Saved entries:
----------

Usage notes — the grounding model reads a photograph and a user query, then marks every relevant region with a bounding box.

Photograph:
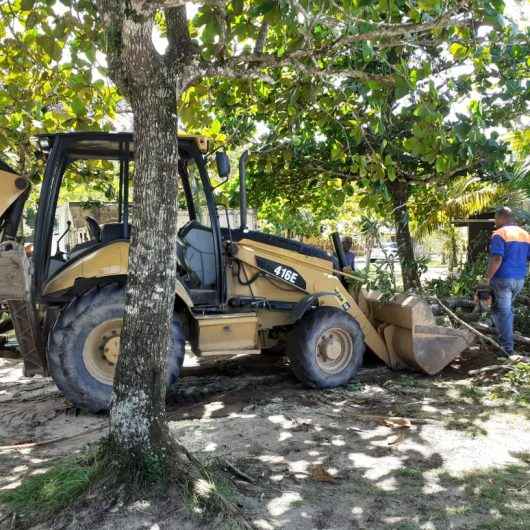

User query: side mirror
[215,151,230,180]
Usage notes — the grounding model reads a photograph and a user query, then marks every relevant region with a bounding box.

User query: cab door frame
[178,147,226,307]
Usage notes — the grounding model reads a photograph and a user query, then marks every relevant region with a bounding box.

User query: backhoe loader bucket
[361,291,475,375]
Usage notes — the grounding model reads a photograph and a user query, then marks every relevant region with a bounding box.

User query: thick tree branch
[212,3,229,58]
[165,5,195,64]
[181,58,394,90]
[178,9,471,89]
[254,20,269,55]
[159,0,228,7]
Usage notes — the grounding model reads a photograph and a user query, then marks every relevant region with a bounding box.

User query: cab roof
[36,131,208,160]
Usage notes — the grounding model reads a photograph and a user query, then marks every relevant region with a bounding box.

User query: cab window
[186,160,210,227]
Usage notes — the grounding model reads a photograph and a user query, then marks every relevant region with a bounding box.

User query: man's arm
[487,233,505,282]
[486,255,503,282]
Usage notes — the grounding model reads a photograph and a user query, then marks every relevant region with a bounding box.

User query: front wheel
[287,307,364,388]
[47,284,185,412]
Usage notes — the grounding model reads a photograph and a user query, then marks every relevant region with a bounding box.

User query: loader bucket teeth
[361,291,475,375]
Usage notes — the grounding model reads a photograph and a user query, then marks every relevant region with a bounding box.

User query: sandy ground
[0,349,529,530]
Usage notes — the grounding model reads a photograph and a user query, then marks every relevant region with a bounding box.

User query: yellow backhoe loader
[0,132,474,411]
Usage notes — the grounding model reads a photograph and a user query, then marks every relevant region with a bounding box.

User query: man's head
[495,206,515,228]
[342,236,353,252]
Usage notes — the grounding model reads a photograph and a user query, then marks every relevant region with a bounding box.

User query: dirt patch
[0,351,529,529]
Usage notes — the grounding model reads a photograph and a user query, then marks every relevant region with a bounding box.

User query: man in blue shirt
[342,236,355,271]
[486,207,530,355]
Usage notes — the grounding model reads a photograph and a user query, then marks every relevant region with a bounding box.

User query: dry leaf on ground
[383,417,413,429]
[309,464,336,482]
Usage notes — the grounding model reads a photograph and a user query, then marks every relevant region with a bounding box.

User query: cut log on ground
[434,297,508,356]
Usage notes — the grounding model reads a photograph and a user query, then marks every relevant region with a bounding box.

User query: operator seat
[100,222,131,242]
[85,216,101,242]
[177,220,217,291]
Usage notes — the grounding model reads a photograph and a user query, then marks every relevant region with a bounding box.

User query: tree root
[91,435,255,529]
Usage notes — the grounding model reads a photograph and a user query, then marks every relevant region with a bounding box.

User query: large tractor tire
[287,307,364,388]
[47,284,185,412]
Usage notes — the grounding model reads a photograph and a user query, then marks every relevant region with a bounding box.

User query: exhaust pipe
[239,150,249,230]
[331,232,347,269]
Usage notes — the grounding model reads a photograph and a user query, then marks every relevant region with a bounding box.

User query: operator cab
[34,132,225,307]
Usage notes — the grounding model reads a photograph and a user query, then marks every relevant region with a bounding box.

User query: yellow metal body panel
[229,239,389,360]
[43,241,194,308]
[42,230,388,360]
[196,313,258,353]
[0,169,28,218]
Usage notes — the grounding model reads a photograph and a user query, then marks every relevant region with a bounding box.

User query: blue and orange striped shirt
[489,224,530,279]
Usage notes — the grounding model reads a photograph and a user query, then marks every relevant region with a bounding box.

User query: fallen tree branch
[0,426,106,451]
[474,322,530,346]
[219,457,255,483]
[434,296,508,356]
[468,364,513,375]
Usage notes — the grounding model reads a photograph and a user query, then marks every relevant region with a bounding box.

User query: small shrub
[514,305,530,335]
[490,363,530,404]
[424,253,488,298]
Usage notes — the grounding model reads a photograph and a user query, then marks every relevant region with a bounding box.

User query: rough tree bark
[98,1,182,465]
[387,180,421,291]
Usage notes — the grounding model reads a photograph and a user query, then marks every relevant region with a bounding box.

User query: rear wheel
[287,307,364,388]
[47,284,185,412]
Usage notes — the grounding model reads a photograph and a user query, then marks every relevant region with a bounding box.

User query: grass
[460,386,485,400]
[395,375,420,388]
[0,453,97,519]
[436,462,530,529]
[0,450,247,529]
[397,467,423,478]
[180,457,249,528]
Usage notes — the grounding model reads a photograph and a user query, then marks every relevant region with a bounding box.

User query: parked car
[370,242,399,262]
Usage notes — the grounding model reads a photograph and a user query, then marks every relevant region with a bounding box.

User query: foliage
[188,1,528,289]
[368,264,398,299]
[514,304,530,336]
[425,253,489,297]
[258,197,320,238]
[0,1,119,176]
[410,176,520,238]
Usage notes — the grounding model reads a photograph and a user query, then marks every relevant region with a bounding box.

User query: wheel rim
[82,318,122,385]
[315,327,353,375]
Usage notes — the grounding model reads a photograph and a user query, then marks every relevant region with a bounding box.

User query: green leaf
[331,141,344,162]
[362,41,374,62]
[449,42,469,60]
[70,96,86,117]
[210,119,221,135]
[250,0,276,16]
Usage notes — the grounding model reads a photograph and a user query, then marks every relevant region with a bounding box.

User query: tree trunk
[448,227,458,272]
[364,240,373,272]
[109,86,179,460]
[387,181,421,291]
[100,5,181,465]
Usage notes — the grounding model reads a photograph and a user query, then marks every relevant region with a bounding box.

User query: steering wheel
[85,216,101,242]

----------

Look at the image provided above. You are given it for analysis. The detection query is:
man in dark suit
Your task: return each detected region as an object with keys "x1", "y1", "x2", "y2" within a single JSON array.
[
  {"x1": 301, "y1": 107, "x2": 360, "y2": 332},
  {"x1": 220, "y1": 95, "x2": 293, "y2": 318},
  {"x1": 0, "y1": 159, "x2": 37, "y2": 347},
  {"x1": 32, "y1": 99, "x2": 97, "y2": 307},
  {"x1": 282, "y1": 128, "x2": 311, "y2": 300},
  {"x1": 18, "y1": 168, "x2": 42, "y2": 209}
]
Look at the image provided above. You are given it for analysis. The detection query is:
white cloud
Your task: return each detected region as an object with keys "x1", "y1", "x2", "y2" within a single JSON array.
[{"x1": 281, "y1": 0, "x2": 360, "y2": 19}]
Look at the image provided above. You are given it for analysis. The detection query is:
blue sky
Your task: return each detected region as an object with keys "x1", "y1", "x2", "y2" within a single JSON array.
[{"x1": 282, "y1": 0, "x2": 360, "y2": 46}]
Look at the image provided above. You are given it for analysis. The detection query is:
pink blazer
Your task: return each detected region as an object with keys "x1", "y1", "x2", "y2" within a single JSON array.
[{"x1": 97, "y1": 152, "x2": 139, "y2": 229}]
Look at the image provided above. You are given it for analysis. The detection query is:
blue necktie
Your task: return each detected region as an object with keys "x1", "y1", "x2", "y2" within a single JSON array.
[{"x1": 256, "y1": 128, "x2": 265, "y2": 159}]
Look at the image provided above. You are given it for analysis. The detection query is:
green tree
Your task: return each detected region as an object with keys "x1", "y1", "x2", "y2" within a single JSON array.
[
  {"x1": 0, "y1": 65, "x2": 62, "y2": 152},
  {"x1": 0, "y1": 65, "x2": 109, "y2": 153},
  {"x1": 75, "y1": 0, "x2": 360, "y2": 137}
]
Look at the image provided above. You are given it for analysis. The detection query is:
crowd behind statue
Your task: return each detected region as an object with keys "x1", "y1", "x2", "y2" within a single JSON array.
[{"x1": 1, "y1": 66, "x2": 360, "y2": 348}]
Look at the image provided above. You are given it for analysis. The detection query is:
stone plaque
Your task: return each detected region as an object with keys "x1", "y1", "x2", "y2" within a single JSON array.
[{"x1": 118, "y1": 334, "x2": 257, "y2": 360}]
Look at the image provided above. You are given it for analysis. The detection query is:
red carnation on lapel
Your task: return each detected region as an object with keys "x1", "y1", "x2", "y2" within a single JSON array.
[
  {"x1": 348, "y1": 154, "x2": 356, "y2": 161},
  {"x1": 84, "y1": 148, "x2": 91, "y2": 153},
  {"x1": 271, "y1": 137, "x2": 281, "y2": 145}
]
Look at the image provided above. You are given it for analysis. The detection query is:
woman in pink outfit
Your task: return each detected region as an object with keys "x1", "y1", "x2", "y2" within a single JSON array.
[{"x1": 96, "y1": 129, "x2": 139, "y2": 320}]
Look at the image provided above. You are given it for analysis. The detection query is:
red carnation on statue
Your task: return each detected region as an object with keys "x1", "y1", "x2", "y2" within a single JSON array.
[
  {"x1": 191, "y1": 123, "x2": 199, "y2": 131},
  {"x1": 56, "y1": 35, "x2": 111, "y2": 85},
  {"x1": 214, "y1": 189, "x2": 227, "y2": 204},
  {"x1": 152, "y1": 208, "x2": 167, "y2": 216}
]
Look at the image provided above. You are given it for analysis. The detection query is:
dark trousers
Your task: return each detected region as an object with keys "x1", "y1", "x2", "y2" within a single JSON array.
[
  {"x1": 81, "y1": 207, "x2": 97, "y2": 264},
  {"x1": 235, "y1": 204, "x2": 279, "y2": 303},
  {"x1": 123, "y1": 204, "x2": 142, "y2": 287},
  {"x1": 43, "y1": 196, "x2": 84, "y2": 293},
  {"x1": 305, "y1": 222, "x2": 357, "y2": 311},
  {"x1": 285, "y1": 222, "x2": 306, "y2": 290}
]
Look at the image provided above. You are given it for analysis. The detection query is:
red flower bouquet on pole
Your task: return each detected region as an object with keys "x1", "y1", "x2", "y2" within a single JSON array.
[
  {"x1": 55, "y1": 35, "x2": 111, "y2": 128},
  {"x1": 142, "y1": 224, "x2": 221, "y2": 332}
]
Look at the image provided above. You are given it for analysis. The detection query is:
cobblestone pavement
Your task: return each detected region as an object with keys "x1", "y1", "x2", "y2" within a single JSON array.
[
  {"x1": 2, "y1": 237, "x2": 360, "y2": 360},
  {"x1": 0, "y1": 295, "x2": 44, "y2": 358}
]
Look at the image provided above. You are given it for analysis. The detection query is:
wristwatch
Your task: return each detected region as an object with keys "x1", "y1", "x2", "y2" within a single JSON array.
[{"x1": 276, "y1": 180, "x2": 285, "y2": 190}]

----------

_YOUR TASK_
Scan the records above, then copy out each line that mentions "carnation".

_ANSWER SECTION_
red carnation on lapel
red carnation on statue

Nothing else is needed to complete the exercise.